Regeling rechtspositie burgemeester en wethouders Tynaarlo 2019

Geldend van 25-12-2019 t/m heden met terugwerkende kracht vanaf 01-01-2019

Intitulé

Regeling rechtspositie burgemeester en wethouders Tynaarlo 2019

Het college van burgemeester en wethouders van de gemeente Tynaarlo,

gelezen het voorstel van 12 november 2019, zaaknummer 733680;

gelet op de artikelen 44 en 66 van de Gemeentewet en [de ]artikel[en] 3.2.9, 3.3.2, 3.3.3, tweede lid en 3.3.8 van het Rechtspositiebesluit decentrale politieke ambtsdragers en artikel 3.8 van de Rechtspositieregeling decentrale politieke ambtsdragers;

besluit vast te stellen de volgende regeling:

Regeling rechtspositie burgemeester en wethouders Tynaarlo 2019.

Artikel 1. Definitiebepalingen:

In deze regeling wordt verstaan onder:

  • a. college: college van burgemeester en wethouders.

  • b. burgemeester: voorzitter van het college van burgemeester en wethouders.

MATERIAAL:
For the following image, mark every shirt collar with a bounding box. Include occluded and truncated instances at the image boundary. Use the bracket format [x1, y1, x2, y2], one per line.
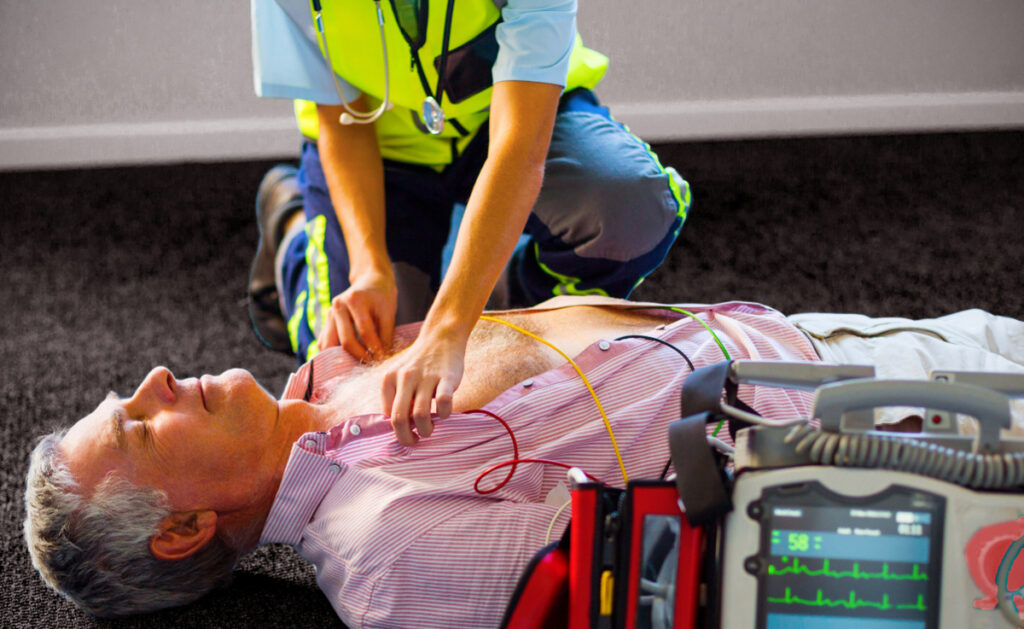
[259, 432, 347, 546]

OPDRACHT A: Welk zaaknummer heeft het voorstel dat in de regeling over de rechtspositie van burgemeester en wethouders van Tynaarlo wordt genoemd?
OPDRACHT B: Pak de regeling over de rechtspositie van burgemeester en wethouders van Tynaarlo weer op na de omschrijving van "burgemeester" en zet de tekst voort.

UITWERKING A: Zaaknummer 733680.

UITWERKING B:
  • c. secretaris: de secretaris bedoeld in artikel 107 van de Gemeentewet.

  • d. b. wethouder: lid van het college van burgemeester en wethouders.

Artikel 2. Vergoeding verblijfkosten binnenland

  • 1. De noodzakelijke en redelijkerwijs gemaakte werkelijke verblijfkosten bedoeld in artikel 3.2.9 Rechtspositiebesluit decentrale politieke ambtsdragers en artikel 3.6 Regeling rechtspositie decentrale politieke ambtsdragers die de burgemeester of de wethouder maakt in verband met reizen binnen de gemeente voor de uitoefening van het ambt worden aan hem vergoed conform bijlage 1.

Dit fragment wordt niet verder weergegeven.